List every line in the listing below that contains the string "basket", matching case exactly.

___ Given information ___

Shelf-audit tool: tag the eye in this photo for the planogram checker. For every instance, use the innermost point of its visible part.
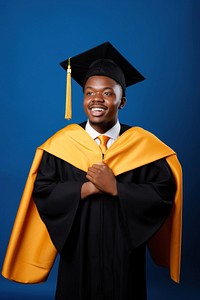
(108, 93)
(89, 93)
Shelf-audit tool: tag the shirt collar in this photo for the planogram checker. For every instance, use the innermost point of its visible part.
(112, 132)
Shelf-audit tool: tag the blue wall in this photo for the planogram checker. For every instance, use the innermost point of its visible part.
(162, 39)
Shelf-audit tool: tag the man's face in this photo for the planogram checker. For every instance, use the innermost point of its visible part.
(102, 99)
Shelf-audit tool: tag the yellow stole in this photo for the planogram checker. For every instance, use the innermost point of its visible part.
(30, 254)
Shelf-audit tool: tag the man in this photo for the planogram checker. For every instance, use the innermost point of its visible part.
(102, 199)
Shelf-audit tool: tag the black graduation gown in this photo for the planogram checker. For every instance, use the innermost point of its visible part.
(101, 239)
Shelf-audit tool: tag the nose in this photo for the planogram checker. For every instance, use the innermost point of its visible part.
(98, 97)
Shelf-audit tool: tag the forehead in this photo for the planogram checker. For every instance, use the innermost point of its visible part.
(101, 81)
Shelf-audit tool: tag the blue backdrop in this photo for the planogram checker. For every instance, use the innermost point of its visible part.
(162, 39)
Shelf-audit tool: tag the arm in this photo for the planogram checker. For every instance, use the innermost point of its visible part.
(56, 193)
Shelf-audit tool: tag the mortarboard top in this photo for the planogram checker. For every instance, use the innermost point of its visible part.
(103, 60)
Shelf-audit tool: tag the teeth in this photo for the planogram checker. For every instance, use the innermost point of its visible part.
(97, 109)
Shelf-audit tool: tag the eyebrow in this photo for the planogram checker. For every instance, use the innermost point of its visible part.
(105, 88)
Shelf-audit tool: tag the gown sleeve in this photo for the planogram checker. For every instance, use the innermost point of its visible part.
(56, 194)
(146, 197)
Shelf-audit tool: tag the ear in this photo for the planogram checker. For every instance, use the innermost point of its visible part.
(122, 103)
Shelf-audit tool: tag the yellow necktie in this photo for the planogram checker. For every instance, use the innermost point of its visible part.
(103, 142)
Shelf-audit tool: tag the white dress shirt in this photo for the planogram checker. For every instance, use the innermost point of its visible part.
(113, 133)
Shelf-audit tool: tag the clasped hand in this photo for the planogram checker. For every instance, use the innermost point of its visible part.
(102, 178)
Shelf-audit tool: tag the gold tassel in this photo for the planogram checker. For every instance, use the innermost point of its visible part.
(68, 109)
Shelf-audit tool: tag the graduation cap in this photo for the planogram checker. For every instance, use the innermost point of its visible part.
(102, 60)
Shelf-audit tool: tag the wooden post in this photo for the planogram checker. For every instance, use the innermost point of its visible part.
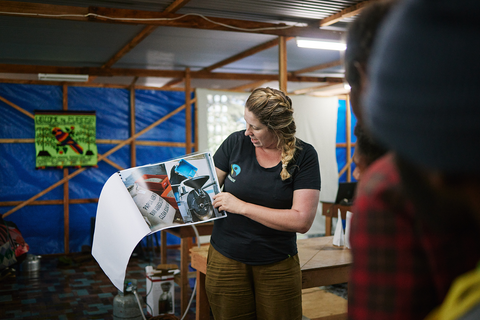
(195, 122)
(349, 136)
(133, 149)
(66, 196)
(282, 63)
(188, 113)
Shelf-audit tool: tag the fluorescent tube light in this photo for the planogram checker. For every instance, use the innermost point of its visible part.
(63, 77)
(320, 44)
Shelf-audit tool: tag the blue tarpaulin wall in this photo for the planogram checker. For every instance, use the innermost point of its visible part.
(43, 225)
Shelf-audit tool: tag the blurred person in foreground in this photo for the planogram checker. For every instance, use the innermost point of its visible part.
(409, 242)
(271, 187)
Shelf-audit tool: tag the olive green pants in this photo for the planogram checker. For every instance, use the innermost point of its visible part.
(265, 292)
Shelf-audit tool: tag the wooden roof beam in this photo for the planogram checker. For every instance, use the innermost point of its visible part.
(345, 13)
(177, 4)
(126, 16)
(110, 72)
(318, 67)
(237, 57)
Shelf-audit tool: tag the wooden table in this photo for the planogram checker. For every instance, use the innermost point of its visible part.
(186, 234)
(322, 264)
(330, 210)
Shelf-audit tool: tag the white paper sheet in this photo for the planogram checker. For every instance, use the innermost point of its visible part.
(126, 215)
(117, 230)
(339, 236)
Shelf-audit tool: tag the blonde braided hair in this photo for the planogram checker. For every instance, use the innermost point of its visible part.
(274, 109)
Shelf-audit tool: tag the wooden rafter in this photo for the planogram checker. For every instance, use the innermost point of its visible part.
(345, 13)
(100, 14)
(237, 57)
(177, 4)
(12, 68)
(318, 67)
(313, 89)
(249, 86)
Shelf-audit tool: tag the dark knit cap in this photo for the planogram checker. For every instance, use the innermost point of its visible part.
(423, 100)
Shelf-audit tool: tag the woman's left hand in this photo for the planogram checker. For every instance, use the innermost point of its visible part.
(228, 202)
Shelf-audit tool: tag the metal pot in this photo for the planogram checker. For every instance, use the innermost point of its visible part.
(31, 263)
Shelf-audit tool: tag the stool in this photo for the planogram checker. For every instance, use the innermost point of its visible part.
(330, 210)
(317, 304)
(186, 235)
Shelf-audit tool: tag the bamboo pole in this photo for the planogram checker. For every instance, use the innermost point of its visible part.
(188, 112)
(13, 105)
(282, 63)
(195, 137)
(133, 149)
(66, 195)
(349, 137)
(48, 202)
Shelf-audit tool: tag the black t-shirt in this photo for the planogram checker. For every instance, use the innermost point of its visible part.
(240, 238)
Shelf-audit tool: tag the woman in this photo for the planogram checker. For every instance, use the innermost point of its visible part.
(271, 186)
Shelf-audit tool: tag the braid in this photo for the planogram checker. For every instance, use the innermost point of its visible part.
(288, 151)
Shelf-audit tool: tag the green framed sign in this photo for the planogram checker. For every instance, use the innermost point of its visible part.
(65, 139)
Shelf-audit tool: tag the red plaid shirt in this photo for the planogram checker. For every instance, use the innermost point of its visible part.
(401, 268)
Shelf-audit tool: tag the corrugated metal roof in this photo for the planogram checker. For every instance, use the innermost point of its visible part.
(29, 41)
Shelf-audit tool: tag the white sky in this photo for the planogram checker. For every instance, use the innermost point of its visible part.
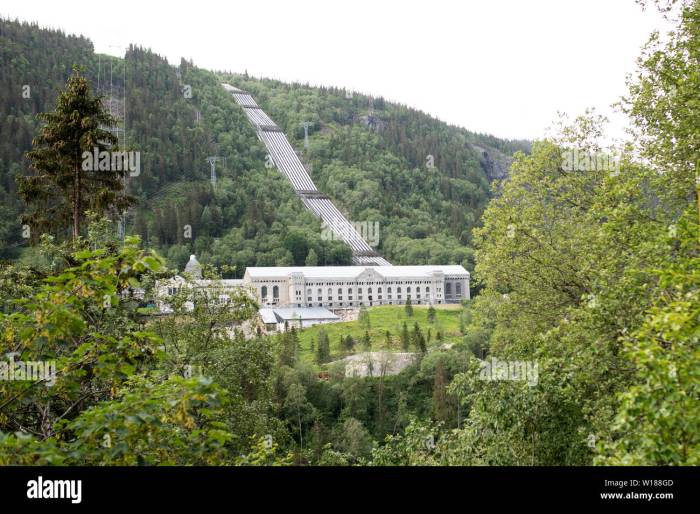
(497, 66)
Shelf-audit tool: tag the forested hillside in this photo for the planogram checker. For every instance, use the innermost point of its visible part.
(424, 182)
(581, 346)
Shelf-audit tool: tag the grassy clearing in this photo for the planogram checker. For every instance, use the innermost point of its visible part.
(388, 317)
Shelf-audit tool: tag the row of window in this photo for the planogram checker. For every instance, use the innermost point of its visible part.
(276, 292)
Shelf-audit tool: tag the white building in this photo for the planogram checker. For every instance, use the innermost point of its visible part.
(280, 318)
(303, 295)
(339, 287)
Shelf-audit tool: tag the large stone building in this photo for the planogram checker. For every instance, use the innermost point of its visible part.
(339, 287)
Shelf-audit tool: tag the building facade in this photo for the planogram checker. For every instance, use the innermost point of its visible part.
(340, 287)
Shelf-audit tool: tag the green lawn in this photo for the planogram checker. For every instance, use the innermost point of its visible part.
(388, 317)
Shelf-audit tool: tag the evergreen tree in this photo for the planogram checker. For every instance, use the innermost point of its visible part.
(349, 343)
(363, 317)
(367, 341)
(440, 392)
(323, 351)
(311, 258)
(408, 307)
(418, 338)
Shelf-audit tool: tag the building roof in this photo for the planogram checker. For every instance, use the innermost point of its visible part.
(352, 272)
(193, 267)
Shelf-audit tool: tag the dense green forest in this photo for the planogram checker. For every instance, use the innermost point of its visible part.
(363, 151)
(588, 274)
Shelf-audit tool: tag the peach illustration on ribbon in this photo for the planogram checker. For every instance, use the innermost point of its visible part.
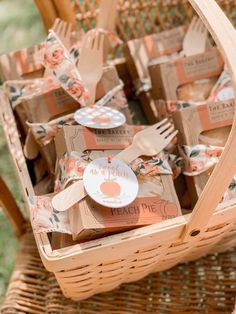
(111, 184)
(110, 188)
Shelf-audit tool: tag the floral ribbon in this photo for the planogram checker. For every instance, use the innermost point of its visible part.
(142, 85)
(45, 218)
(200, 158)
(71, 167)
(113, 38)
(22, 89)
(223, 89)
(44, 133)
(58, 62)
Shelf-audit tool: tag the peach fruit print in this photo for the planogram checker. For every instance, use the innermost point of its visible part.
(110, 188)
(101, 119)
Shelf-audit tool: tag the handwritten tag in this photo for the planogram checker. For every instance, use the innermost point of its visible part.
(111, 184)
(99, 117)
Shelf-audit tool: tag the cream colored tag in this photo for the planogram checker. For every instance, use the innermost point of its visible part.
(110, 183)
(99, 117)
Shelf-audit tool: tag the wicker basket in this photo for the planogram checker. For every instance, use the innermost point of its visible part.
(101, 265)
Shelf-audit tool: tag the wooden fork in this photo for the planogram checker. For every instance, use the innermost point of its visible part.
(147, 142)
(63, 31)
(195, 39)
(91, 61)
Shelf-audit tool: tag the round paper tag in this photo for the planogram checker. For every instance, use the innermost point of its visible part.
(99, 117)
(111, 184)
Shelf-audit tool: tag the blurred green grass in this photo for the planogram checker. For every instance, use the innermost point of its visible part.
(20, 26)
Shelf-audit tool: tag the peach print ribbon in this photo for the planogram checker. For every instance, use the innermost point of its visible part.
(60, 65)
(44, 133)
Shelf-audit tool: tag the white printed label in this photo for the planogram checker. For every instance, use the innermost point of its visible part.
(110, 183)
(99, 117)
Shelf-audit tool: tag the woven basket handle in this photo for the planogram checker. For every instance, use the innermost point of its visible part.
(225, 37)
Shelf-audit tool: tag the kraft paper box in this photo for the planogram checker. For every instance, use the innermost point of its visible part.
(207, 123)
(138, 53)
(18, 64)
(168, 77)
(156, 200)
(123, 72)
(49, 105)
(25, 63)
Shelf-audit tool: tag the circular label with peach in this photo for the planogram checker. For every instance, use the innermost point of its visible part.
(99, 117)
(110, 182)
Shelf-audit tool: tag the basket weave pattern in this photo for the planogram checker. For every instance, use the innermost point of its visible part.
(101, 265)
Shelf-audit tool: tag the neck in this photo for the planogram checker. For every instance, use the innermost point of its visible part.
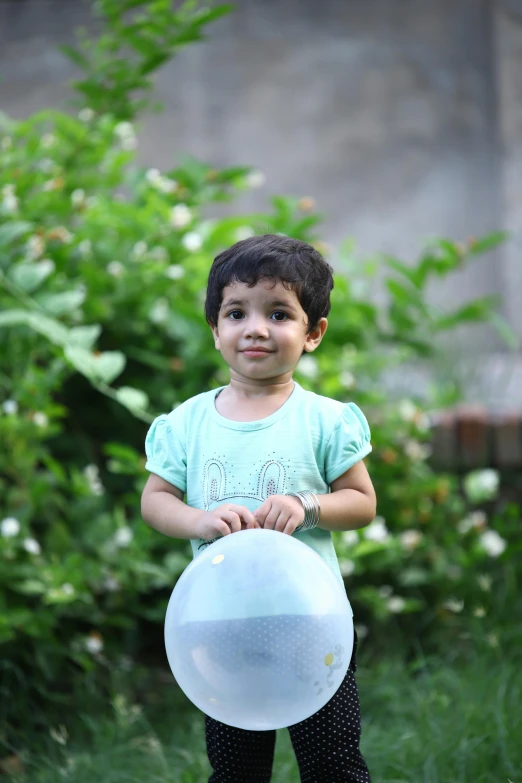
(248, 389)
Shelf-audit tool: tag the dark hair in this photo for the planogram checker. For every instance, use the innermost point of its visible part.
(298, 265)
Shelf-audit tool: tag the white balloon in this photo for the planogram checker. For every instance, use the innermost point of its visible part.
(259, 631)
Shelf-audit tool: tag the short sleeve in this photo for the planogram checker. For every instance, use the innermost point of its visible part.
(166, 453)
(348, 443)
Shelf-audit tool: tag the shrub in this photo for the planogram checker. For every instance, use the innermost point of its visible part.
(102, 272)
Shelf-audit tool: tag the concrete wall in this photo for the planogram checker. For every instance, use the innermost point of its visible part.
(401, 118)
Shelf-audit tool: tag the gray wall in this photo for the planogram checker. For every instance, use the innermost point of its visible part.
(401, 118)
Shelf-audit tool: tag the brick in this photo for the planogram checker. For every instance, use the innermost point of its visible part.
(444, 440)
(507, 440)
(473, 430)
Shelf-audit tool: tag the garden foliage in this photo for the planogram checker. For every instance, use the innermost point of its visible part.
(103, 266)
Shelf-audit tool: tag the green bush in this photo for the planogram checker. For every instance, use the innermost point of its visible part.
(103, 266)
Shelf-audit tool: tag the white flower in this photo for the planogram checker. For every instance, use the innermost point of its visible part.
(350, 537)
(139, 250)
(361, 631)
(174, 272)
(180, 216)
(192, 241)
(481, 485)
(9, 200)
(396, 604)
(111, 584)
(454, 605)
(9, 527)
(308, 367)
(92, 475)
(10, 407)
(47, 165)
(86, 115)
(255, 179)
(160, 311)
(35, 247)
(492, 543)
(347, 379)
(85, 247)
(377, 530)
(476, 520)
(244, 232)
(484, 582)
(123, 536)
(32, 546)
(126, 135)
(115, 268)
(78, 197)
(416, 451)
(347, 567)
(94, 643)
(407, 410)
(410, 539)
(48, 140)
(159, 253)
(40, 419)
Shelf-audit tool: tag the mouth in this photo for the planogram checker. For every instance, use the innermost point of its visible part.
(256, 352)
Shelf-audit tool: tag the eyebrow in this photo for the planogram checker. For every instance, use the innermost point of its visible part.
(273, 303)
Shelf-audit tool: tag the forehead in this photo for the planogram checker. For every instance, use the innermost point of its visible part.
(264, 291)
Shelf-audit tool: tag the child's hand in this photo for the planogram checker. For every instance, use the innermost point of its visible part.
(225, 519)
(280, 512)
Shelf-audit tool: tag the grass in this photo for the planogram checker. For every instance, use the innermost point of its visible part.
(430, 722)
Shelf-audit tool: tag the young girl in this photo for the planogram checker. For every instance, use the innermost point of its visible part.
(240, 453)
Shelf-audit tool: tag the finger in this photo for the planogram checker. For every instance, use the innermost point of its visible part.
(246, 515)
(232, 519)
(271, 518)
(281, 521)
(290, 526)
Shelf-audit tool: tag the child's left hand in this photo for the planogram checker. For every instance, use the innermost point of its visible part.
(280, 512)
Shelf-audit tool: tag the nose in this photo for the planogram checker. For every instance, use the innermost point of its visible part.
(255, 326)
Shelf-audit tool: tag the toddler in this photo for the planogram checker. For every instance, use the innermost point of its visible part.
(262, 452)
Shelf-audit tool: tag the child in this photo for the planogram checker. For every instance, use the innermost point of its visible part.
(239, 454)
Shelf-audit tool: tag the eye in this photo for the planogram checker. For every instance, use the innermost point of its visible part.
(232, 313)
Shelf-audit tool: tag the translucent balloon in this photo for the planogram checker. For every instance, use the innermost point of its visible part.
(259, 631)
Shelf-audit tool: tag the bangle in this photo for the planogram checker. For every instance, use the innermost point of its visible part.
(312, 510)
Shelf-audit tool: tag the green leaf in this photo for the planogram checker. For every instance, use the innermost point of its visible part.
(13, 230)
(133, 399)
(98, 367)
(84, 336)
(29, 276)
(48, 327)
(64, 302)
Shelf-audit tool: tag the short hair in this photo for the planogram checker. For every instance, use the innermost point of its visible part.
(296, 264)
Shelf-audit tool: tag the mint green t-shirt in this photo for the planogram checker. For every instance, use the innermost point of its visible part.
(305, 445)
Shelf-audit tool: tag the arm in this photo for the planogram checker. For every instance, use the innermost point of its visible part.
(162, 508)
(351, 503)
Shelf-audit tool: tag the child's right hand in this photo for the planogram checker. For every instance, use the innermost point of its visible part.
(225, 519)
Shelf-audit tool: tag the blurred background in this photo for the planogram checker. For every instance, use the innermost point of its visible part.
(139, 138)
(400, 119)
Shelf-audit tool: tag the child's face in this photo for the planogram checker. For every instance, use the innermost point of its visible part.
(267, 316)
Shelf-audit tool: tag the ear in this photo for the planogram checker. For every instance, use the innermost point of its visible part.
(215, 334)
(315, 336)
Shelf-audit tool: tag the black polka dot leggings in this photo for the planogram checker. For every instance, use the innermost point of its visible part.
(326, 745)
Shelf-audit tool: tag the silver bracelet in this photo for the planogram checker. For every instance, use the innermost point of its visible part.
(312, 510)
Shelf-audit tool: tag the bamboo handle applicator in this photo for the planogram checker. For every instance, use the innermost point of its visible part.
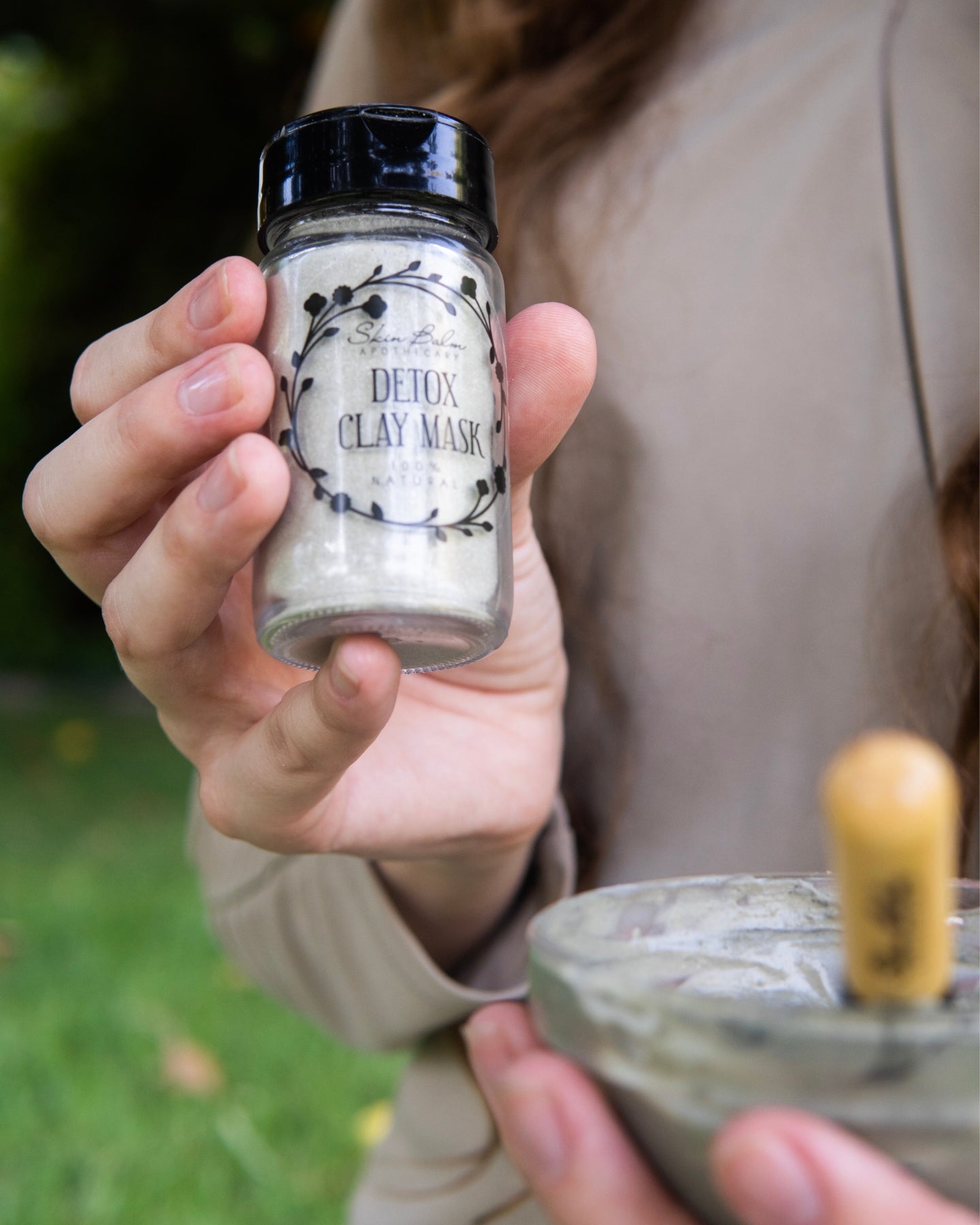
(892, 804)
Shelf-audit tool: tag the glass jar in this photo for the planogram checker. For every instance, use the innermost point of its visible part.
(384, 330)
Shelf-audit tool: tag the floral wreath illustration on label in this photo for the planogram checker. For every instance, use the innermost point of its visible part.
(324, 315)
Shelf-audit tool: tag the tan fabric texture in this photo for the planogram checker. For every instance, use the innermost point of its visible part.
(747, 494)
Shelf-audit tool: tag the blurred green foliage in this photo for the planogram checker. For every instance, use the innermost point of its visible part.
(129, 146)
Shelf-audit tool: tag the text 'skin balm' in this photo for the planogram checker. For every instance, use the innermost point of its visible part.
(384, 330)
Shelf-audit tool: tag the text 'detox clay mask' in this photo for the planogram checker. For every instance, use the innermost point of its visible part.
(384, 330)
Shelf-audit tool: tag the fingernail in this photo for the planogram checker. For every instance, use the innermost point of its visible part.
(766, 1182)
(534, 1130)
(222, 483)
(491, 1047)
(210, 304)
(341, 678)
(211, 389)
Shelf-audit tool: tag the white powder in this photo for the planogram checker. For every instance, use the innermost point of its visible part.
(385, 341)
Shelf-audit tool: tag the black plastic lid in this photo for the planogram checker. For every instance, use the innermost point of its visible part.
(382, 152)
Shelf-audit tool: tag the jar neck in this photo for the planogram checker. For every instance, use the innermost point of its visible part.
(367, 216)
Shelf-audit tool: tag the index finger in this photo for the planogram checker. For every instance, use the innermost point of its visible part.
(227, 303)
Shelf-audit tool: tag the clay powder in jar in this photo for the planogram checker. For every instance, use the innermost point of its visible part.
(384, 330)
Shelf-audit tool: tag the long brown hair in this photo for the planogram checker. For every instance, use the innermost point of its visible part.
(544, 81)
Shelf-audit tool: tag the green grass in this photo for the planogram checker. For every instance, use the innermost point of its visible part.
(104, 961)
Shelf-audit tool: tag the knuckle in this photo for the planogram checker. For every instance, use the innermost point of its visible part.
(80, 390)
(131, 435)
(159, 340)
(218, 814)
(119, 625)
(282, 745)
(37, 510)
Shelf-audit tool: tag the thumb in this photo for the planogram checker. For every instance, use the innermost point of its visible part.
(785, 1168)
(551, 370)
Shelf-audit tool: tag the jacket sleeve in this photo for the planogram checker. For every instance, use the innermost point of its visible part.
(320, 934)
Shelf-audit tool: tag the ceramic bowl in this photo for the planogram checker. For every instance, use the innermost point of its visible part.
(692, 1000)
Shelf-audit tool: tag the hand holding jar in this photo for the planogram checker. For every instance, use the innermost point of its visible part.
(156, 506)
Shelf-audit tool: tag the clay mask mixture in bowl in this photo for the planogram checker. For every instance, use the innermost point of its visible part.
(692, 1000)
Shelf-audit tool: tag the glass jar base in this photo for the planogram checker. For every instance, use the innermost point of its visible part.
(425, 642)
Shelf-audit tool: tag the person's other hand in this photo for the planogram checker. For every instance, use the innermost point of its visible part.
(154, 508)
(773, 1166)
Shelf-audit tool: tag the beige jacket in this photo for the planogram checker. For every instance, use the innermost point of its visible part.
(767, 248)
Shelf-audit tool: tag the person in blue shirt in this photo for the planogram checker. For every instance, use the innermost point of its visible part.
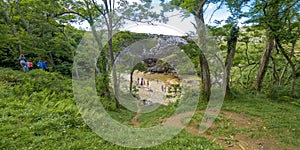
(42, 65)
(23, 62)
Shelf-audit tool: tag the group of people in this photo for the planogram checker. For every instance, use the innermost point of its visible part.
(142, 81)
(25, 64)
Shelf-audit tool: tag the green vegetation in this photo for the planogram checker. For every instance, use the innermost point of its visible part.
(259, 60)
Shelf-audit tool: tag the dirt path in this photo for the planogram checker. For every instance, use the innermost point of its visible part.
(238, 141)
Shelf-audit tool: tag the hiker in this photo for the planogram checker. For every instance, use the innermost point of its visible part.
(23, 63)
(42, 65)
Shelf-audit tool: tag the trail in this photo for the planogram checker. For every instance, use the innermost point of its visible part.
(238, 141)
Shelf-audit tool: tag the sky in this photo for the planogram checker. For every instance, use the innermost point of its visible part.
(176, 25)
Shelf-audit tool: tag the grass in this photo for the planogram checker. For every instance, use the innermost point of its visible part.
(281, 119)
(38, 111)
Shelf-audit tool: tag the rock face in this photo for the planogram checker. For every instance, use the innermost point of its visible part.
(159, 66)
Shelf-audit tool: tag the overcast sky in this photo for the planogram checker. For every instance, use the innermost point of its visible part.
(175, 26)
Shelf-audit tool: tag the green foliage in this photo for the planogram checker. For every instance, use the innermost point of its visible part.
(38, 111)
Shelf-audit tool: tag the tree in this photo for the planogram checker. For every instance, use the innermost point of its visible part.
(196, 7)
(269, 14)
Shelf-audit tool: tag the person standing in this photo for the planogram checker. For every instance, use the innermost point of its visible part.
(23, 62)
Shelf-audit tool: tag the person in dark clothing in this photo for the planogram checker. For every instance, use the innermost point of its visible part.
(23, 62)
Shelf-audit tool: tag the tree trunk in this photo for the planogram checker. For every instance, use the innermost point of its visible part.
(257, 84)
(293, 66)
(205, 72)
(230, 55)
(13, 29)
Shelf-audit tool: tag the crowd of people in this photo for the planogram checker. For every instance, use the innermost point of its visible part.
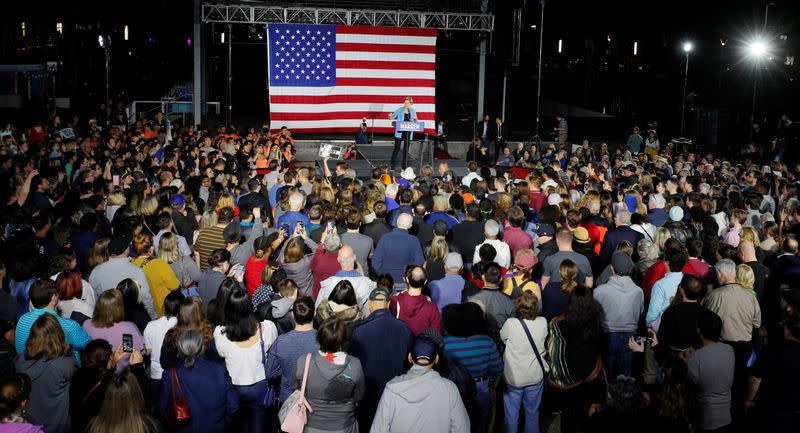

___

Exercise output:
Shelf-audit tool: tag the wicker basket in this photo for the planogram checker. For every instance, use the innermost point of its visible part.
Shelf-audit tool: tag the woven basket handle in this photo for the planogram checker. For every instance, use the innermost point of its visible part.
Shelf-audit tool: tag the basket weave pattern in this photo for the planogram checker. For every instance, use the innermost point of its visible part.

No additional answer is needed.